(图像标注数据)
+--
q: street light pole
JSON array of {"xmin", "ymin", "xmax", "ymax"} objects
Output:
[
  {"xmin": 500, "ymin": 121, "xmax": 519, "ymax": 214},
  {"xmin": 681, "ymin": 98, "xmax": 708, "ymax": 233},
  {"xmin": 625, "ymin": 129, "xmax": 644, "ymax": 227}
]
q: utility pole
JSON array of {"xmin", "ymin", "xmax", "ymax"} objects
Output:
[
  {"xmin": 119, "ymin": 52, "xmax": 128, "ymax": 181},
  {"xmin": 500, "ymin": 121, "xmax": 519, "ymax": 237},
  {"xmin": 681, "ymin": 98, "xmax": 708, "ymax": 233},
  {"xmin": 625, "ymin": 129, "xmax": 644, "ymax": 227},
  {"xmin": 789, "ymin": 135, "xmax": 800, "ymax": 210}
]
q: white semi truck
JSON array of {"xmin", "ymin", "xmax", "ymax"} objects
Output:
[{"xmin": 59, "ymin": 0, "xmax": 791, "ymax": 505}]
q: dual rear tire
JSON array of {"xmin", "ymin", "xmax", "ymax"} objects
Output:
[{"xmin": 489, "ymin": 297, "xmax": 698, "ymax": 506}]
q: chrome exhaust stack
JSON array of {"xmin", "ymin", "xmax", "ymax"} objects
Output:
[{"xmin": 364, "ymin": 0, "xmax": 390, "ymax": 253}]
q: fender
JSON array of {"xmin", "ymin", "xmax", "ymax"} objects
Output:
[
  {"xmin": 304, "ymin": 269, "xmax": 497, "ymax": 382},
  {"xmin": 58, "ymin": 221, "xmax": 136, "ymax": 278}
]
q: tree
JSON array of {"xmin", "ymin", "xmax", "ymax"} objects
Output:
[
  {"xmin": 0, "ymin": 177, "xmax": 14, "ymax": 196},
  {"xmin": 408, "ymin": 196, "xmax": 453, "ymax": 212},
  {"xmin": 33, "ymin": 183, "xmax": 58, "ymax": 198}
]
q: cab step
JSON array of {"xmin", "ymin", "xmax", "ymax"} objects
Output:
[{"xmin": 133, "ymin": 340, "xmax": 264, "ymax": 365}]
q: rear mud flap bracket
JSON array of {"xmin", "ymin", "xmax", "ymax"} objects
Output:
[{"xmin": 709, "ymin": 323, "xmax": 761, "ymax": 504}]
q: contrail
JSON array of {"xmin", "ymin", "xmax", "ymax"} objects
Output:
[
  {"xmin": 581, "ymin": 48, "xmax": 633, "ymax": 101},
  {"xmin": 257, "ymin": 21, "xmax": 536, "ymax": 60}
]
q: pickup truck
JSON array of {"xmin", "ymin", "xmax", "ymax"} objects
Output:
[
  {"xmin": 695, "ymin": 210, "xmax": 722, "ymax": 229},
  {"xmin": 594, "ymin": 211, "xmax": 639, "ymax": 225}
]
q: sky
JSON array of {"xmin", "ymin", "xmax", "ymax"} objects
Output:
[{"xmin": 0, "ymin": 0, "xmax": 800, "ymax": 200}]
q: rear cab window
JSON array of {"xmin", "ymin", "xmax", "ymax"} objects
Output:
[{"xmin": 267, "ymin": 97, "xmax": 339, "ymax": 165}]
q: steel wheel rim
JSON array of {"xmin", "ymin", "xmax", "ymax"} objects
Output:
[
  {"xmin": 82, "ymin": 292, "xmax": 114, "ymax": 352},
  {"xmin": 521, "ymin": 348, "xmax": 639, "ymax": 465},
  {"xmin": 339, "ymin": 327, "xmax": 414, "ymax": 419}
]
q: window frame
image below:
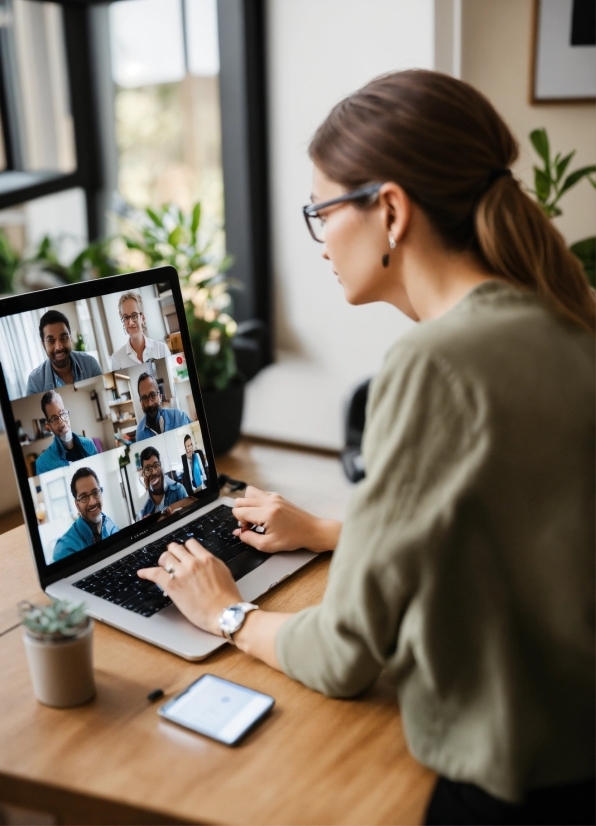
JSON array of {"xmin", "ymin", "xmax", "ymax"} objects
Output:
[{"xmin": 0, "ymin": 0, "xmax": 273, "ymax": 365}]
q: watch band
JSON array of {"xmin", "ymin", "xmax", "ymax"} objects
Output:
[{"xmin": 218, "ymin": 602, "xmax": 259, "ymax": 643}]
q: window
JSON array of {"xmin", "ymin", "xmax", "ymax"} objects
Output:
[{"xmin": 110, "ymin": 0, "xmax": 223, "ymax": 225}]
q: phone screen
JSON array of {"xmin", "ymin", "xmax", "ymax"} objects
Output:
[{"xmin": 158, "ymin": 674, "xmax": 275, "ymax": 746}]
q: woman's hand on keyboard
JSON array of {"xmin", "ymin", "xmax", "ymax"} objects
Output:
[
  {"xmin": 138, "ymin": 539, "xmax": 242, "ymax": 636},
  {"xmin": 232, "ymin": 486, "xmax": 341, "ymax": 553}
]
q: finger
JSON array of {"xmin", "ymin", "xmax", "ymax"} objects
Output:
[
  {"xmin": 240, "ymin": 531, "xmax": 269, "ymax": 551},
  {"xmin": 159, "ymin": 542, "xmax": 188, "ymax": 565},
  {"xmin": 137, "ymin": 568, "xmax": 171, "ymax": 594},
  {"xmin": 157, "ymin": 551, "xmax": 182, "ymax": 568}
]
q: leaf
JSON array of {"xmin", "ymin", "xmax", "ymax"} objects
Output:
[
  {"xmin": 530, "ymin": 129, "xmax": 550, "ymax": 169},
  {"xmin": 168, "ymin": 226, "xmax": 184, "ymax": 248},
  {"xmin": 145, "ymin": 207, "xmax": 163, "ymax": 227},
  {"xmin": 534, "ymin": 166, "xmax": 551, "ymax": 203},
  {"xmin": 190, "ymin": 201, "xmax": 201, "ymax": 238},
  {"xmin": 559, "ymin": 166, "xmax": 596, "ymax": 197},
  {"xmin": 555, "ymin": 149, "xmax": 575, "ymax": 183},
  {"xmin": 569, "ymin": 237, "xmax": 596, "ymax": 287}
]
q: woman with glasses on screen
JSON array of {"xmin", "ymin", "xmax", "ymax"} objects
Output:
[
  {"xmin": 137, "ymin": 71, "xmax": 595, "ymax": 824},
  {"xmin": 111, "ymin": 292, "xmax": 170, "ymax": 370}
]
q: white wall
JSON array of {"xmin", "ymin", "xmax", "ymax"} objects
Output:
[{"xmin": 243, "ymin": 0, "xmax": 434, "ymax": 448}]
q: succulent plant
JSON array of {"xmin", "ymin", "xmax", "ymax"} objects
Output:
[{"xmin": 18, "ymin": 599, "xmax": 89, "ymax": 642}]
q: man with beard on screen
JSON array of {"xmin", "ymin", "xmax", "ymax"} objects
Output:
[
  {"xmin": 136, "ymin": 373, "xmax": 190, "ymax": 442},
  {"xmin": 27, "ymin": 310, "xmax": 101, "ymax": 396},
  {"xmin": 35, "ymin": 390, "xmax": 97, "ymax": 475},
  {"xmin": 53, "ymin": 467, "xmax": 120, "ymax": 562},
  {"xmin": 137, "ymin": 447, "xmax": 191, "ymax": 520}
]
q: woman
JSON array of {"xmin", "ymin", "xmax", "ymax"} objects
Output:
[
  {"xmin": 111, "ymin": 292, "xmax": 170, "ymax": 370},
  {"xmin": 137, "ymin": 71, "xmax": 595, "ymax": 823}
]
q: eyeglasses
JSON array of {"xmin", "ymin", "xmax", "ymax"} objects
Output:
[
  {"xmin": 46, "ymin": 410, "xmax": 70, "ymax": 427},
  {"xmin": 302, "ymin": 184, "xmax": 383, "ymax": 244},
  {"xmin": 139, "ymin": 390, "xmax": 159, "ymax": 404},
  {"xmin": 143, "ymin": 462, "xmax": 161, "ymax": 476},
  {"xmin": 120, "ymin": 313, "xmax": 141, "ymax": 327},
  {"xmin": 75, "ymin": 488, "xmax": 103, "ymax": 505},
  {"xmin": 44, "ymin": 333, "xmax": 70, "ymax": 347}
]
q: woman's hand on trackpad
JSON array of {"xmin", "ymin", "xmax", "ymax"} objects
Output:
[{"xmin": 232, "ymin": 486, "xmax": 341, "ymax": 553}]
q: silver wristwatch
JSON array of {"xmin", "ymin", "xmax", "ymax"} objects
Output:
[{"xmin": 217, "ymin": 602, "xmax": 259, "ymax": 642}]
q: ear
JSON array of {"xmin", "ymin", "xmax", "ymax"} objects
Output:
[{"xmin": 379, "ymin": 182, "xmax": 412, "ymax": 241}]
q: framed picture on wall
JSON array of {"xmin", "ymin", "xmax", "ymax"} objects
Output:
[{"xmin": 530, "ymin": 0, "xmax": 596, "ymax": 103}]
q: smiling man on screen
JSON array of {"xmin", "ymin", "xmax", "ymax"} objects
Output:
[{"xmin": 27, "ymin": 310, "xmax": 101, "ymax": 396}]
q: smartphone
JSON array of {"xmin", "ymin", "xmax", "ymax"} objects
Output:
[{"xmin": 157, "ymin": 674, "xmax": 275, "ymax": 746}]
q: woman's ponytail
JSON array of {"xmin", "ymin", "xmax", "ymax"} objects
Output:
[
  {"xmin": 310, "ymin": 70, "xmax": 596, "ymax": 332},
  {"xmin": 475, "ymin": 176, "xmax": 596, "ymax": 333}
]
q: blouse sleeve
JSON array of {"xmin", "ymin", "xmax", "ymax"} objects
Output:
[{"xmin": 276, "ymin": 343, "xmax": 481, "ymax": 697}]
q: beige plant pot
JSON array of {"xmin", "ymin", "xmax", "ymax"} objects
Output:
[{"xmin": 23, "ymin": 620, "xmax": 95, "ymax": 708}]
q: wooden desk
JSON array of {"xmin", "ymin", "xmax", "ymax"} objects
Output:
[{"xmin": 0, "ymin": 442, "xmax": 434, "ymax": 824}]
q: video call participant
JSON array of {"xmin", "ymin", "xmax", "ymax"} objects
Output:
[
  {"xmin": 112, "ymin": 292, "xmax": 170, "ymax": 370},
  {"xmin": 181, "ymin": 434, "xmax": 207, "ymax": 493},
  {"xmin": 35, "ymin": 390, "xmax": 97, "ymax": 474},
  {"xmin": 27, "ymin": 310, "xmax": 101, "ymax": 396},
  {"xmin": 137, "ymin": 447, "xmax": 187, "ymax": 519},
  {"xmin": 136, "ymin": 373, "xmax": 190, "ymax": 442},
  {"xmin": 53, "ymin": 467, "xmax": 120, "ymax": 562}
]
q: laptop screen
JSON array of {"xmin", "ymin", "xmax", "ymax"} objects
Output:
[{"xmin": 0, "ymin": 268, "xmax": 218, "ymax": 584}]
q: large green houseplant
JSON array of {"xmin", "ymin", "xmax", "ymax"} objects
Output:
[
  {"xmin": 530, "ymin": 129, "xmax": 596, "ymax": 287},
  {"xmin": 0, "ymin": 203, "xmax": 244, "ymax": 453}
]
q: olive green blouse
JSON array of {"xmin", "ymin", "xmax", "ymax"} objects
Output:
[{"xmin": 276, "ymin": 280, "xmax": 595, "ymax": 802}]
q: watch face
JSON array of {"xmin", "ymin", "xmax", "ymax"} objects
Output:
[{"xmin": 221, "ymin": 605, "xmax": 244, "ymax": 634}]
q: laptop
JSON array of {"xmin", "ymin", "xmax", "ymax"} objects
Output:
[{"xmin": 0, "ymin": 267, "xmax": 315, "ymax": 660}]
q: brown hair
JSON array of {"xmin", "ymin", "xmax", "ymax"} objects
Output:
[{"xmin": 309, "ymin": 70, "xmax": 596, "ymax": 331}]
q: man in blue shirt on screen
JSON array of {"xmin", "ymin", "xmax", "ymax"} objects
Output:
[
  {"xmin": 27, "ymin": 310, "xmax": 101, "ymax": 396},
  {"xmin": 35, "ymin": 390, "xmax": 97, "ymax": 475},
  {"xmin": 137, "ymin": 446, "xmax": 192, "ymax": 519},
  {"xmin": 53, "ymin": 467, "xmax": 120, "ymax": 562},
  {"xmin": 136, "ymin": 373, "xmax": 190, "ymax": 442}
]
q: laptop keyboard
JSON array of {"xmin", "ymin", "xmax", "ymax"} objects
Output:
[{"xmin": 73, "ymin": 505, "xmax": 269, "ymax": 617}]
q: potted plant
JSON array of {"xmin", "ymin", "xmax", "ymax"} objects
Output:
[
  {"xmin": 19, "ymin": 600, "xmax": 95, "ymax": 708},
  {"xmin": 123, "ymin": 203, "xmax": 244, "ymax": 455},
  {"xmin": 530, "ymin": 129, "xmax": 596, "ymax": 287}
]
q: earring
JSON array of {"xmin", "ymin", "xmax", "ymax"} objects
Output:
[{"xmin": 381, "ymin": 232, "xmax": 397, "ymax": 267}]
+--
任务说明> 把材料中从包含“q: potted plant”的那一行起直到材料末尾的各行整理成一个 JSON 字符串列表，每行对应一个字符串，空行略去。

输出结果>
[
  "q: potted plant",
  "JSON array of {\"xmin\", \"ymin\", \"xmax\", \"ymax\"} objects",
  "Output:",
  "[",
  "  {\"xmin\": 19, \"ymin\": 600, \"xmax\": 95, \"ymax\": 708},",
  "  {\"xmin\": 123, \"ymin\": 203, \"xmax\": 244, \"ymax\": 455},",
  "  {\"xmin\": 530, \"ymin\": 129, \"xmax\": 596, \"ymax\": 287}",
  "]",
  "q: earring",
  "JSON array of {\"xmin\", \"ymin\", \"xmax\", \"ymax\"} objects",
  "Output:",
  "[{\"xmin\": 381, \"ymin\": 232, \"xmax\": 397, \"ymax\": 267}]"
]